━━━━━ Text excerpt
These moves worried and irritated the United States and the European Union, only compounding their concerns about all the transgressions of the rules of democracy committed by the Fidesz government against the Hungarian people. Years have gone by; at last western politicians are slowly, ever so slowly deciding that they have had enough. After Norway it was the United States that openly showed its dissatisfaction with the domestic and foreign policies of the Orbán government. Yet, as the last few days have demonstrated, Viktor Orbán is not changing tactics. On the contrary, as I wrote yesterday, he is strengthening ties with countries whose relations with the United States and the European Union are strained. Almost as if Viktor Orbán purposefully wanted to have an open break with Hungary’s western allies.

Yesterday one could still hope that Viktor Orbán would  come to his senses and would at least make some gestures, but as yesterday’s meeting between Péter Szijjártó and Victoria Nuland indicated, the new Hungarian foreign minister was sent to Washington without a Plan B. By today, however, most likely in his absence, the government came out with a new idea. What if the Hungarian office of taxation and customs (NAV) announces that in the last several years they have been diligently pursuing their investigation of those criminal elements who through tax fraud unfairly competed against the American company Bunge? Maybe it will work. Mihály Varga, minister of national economy, announced this morning that four of the culprits are already in jail. Very nice, but there is a fly in the ointment. Most likely the U.S. State Department remembers, as I do, that András Horváth, the whistleblower at NAV, months ago gave a detailed description of the ways in which these criminals operated. He asked NAV to investigate and disclose their findings, but the managers of the tax office first fired Horváth and a couple of days later announced that after an internal investigation found everything in perfect order. So I doubt that the Americans will fall for that bogus story.
━━━━━━━━━━
━━━━━ Material supplied
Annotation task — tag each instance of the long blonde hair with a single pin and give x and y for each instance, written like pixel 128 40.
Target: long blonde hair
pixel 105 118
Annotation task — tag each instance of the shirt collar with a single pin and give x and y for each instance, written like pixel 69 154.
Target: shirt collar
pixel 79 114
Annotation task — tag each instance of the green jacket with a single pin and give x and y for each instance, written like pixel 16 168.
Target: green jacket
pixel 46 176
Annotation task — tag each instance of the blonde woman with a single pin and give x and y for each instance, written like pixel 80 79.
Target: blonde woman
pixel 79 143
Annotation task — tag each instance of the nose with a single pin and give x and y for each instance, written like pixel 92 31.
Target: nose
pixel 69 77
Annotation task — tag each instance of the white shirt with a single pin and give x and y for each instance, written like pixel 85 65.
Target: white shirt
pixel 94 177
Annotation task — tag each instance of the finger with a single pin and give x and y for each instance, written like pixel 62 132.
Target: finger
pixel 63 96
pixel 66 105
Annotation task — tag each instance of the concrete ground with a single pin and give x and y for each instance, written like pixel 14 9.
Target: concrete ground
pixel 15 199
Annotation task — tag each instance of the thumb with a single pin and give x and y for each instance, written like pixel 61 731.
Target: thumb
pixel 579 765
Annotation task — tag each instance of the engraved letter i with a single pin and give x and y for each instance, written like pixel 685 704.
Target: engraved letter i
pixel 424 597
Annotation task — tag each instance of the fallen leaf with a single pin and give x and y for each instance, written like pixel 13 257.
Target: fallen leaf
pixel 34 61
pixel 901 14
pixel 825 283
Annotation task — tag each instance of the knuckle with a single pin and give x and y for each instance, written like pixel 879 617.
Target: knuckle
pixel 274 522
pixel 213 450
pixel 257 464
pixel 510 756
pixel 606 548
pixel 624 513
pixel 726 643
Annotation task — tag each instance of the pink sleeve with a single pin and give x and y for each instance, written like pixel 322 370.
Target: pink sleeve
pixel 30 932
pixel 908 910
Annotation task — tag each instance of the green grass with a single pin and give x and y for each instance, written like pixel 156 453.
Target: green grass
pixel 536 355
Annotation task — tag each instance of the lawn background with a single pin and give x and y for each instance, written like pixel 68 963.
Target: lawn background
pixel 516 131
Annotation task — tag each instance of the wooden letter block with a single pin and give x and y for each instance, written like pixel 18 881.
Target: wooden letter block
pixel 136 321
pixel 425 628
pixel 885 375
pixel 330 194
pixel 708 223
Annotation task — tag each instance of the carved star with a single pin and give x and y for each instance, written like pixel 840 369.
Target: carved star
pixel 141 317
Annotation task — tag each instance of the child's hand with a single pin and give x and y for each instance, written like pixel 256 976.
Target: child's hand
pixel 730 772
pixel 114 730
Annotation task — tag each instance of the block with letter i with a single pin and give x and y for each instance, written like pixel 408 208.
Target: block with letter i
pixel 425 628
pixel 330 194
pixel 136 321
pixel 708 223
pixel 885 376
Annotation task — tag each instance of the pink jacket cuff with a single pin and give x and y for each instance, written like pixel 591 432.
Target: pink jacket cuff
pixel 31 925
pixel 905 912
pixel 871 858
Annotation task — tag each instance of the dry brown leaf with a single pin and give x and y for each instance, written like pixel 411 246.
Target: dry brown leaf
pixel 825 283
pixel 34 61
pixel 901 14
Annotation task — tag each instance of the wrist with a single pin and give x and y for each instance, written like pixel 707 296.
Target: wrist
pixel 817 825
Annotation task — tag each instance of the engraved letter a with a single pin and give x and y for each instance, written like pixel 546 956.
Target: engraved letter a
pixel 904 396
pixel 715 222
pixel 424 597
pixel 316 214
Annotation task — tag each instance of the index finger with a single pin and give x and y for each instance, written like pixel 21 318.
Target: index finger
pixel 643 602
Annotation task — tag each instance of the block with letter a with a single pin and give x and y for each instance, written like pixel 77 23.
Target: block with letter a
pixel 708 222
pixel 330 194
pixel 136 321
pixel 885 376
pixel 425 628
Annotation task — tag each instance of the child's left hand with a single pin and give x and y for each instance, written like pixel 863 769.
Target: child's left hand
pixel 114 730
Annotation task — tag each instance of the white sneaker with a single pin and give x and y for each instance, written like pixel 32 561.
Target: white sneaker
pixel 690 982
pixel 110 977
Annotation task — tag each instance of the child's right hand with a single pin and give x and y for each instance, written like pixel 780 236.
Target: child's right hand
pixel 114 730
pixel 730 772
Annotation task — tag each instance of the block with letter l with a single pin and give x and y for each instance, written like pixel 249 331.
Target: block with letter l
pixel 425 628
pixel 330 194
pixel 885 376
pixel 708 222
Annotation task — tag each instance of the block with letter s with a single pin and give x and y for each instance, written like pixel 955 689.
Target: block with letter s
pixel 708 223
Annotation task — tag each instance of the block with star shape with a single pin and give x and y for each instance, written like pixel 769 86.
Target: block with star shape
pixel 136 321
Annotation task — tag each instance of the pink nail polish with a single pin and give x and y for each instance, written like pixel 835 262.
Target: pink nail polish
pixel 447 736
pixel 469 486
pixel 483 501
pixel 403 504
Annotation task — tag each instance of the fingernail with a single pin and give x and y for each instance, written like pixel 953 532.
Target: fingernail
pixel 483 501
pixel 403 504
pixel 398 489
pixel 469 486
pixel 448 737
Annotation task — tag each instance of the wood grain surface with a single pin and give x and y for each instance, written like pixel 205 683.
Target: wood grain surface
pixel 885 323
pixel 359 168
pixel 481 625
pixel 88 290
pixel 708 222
━━━━━━━━━━
Written task:
According to the commentary on the Orbán government, what did Mihály Varga announce this morning? The rows aren't needed for this.

Result of this exercise:
He announced that four of the culprits are already in jail.